2024.04.10 (更新日:2024.04.18)

組織開発

成次世代型組織モデル「ティール組織」とは?導入事例を徹底紹介!

ティール組織とはフレデリック・ラルー氏が提唱した組織の形で、上司や経営者が細かくマネジメントをしなくても、個々の人材が自主的に考え行動し進化する組織のことです。

ティール組織(Teal Organization)とは?

ティール組織とは、2014年にフレデリック・ラルーの著書「Reinventing Organizations」で紹介された概念です。ラルー氏は組織の特徴や形態を5段階に分類し、ティールはそれまでの段階における進化を内包した組織形態であるとしています。

ティール(進化型)組織の特徴

ティール組織の大きな特徴は、個々の人材による意思決定ができることです。といっても、それぞれが勝手気ままに振る舞うということではありません。組織としてのビジョンや目的、目標がはっきりとしていて、個人がそれに賛同しているため、上司が締め付けをし、細かく指導をしなくても、現場のメンバーが目標に合わせた思考と行動を取れるという意味です。

そのためには、現場に一定程度の強い意思決定権が委ねられる必要があります。こうした環境が整うと、上司と部下の関係はフラットなものとなり、お互いに敬意や気遣いが生まれる雰囲気も強くなります。また、現場の多様な人材も複合的な要素を観察した上で物事を俯瞰した判断ができ、その決定を実行できる技術や経験を持っている必要があります。こうして、ティール組織ではメンバー同士の良い雰囲気が醸し出されると共に、高いスキルや判断力、行動力が培われていることが特徴と言えます。

ティール組織が注目されている背景

ティール組織の必要性が増しているのは、ビジネスの世界における多様性とテンポの迅速化です。多くの人員が関係する組織では、一つの課題やトラブル、目標に対して、解決策を決定するのに幾つものプロセスを踏む必要があり、時間が余計にかかります。また、上級職に情報が伝わるまでにデータや観察点が歪んでしまう可能性もあります。IT化が進む世界ではスピーディーな決定と実行が欠かせないため、できるだけ現場に裁量権を与えることが求められているのです。その点で、決定と行動までのスピードが速いティール組織が必要とされているのです。

== 作業内容 ==
**A)** ティール組織に関する文章によれば、ティール組織の概念はどの著書で紹介されましたか。
**B)** ティール組織に関する文章のうち、「ティール組織の必要性が増して」から「織が必要とされているのです。」までの部分を一字一句変えずに返してください。
**C)** ティール組織に関する文章を、最後の文の後から書き進めてください。

(物体検出データ)

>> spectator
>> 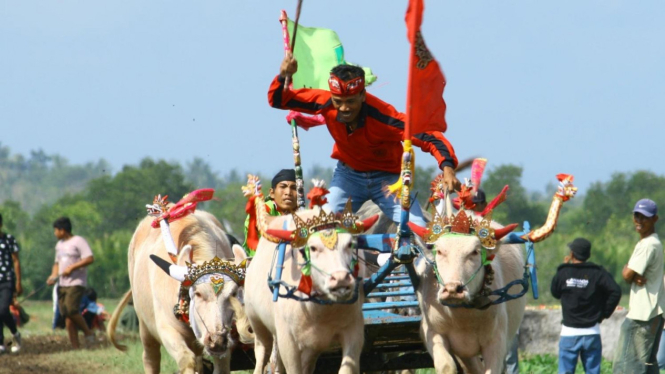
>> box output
[552,238,621,374]
[656,279,665,370]
[46,217,95,349]
[0,214,23,354]
[613,199,665,373]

== 最終結果 ==
**A)** 2014年に刊行されたフレデリック・ラルーの著書「Reinventing Organizations」で紹介されました。

**B)**
ティール組織の必要性が増しているのは、ビジネスの世界における多様性とテンポの迅速化です。多くの人員が関係する組織では、一つの課題やトラブル、目標に対して、解決策を決定するのに幾つものプロセスを踏む必要があり、時間が余計にかかります。また、上級職に情報が伝わるまでにデータや観察点が歪んでしまう可能性もあります。IT化が進む世界ではスピーディーな決定と実行が欠かせないため、できるだけ現場に裁量権を与えることが求められているのです。その点で、決定と行動までのスピードが速いティール組織が必要とされているのです。

**C)**
ティール組織5つの組織モデル

ラルー氏は、組織の分類を大きく5つに分けています。最初から「ティール組織」の形態になるわけではなく、ティール組織を形成するためには、5つの進化の過程を経ることが必要だとされています。進化の過程によって生み出されたものを内包していくことで、ティール組織が作られていきます。

ティール組織に至るまで、組織形態はレッド(衝動型)・アンバー(順応型)・オレンジ(達成型)・グリーン(多元型)・ティール(進化型)の5色になぞらえた5段階の進化を遂げていきます。組織に新たな変化が起こることで、次の段階へと進化していくのです。

ティール組織

レッド組織(衝動型)

レッド組織は衝動型とも言われていて、上司や経営者などの個人が大きな権限を持ち、社員を支配するのが特徴です。力によって管理がなされ、下位メンバーは特に自分で考え、決定する機会を持ちません。言われた命令や指示に従うことが業務の主軸となります。

こうした組織の観点は短期的で、今をどう生き残るかということが主な考え方となっています。経営者もしくはリーダーに組織が依存していますので、個人が力を失った時に、組織そのものも壊滅する恐れがあります。

コハク組織(順応型)

力による管理という傾向は変わらないものの、コハク組織はレッド組織よりも長期的な見方をします。より長く効率的な活動ができるようにと、論理的な組織作りがなされます。

その組織構造は軍隊にもなぞらえられていて、完全に上意下達のシステムです。上から下に向かう階級システムができていて、その階級ごとの差が大きく開きます。下の階級のメンバーは上司の指示に厳格に従い、それぞれの役割を超えるようなことは許されません。経営者一人に集中しない組織構造となっていますが、変化を嫌い、階級もしくは役職に固執する風土が生まれやすい傾向があります。

オレンジ組織(達成型)

オレンジ組織の基本は、コハク組織のような明確な階級システムです。しかし、そこに達成度に応じた階級の変動という要素が加わります。つまり、個々の人材の努力や能力によって高い実績が達成されれば、出世しやすい人事ルールが設けられているのです。コハク組織よりも個人に焦点が合った環境と言えるでしょう。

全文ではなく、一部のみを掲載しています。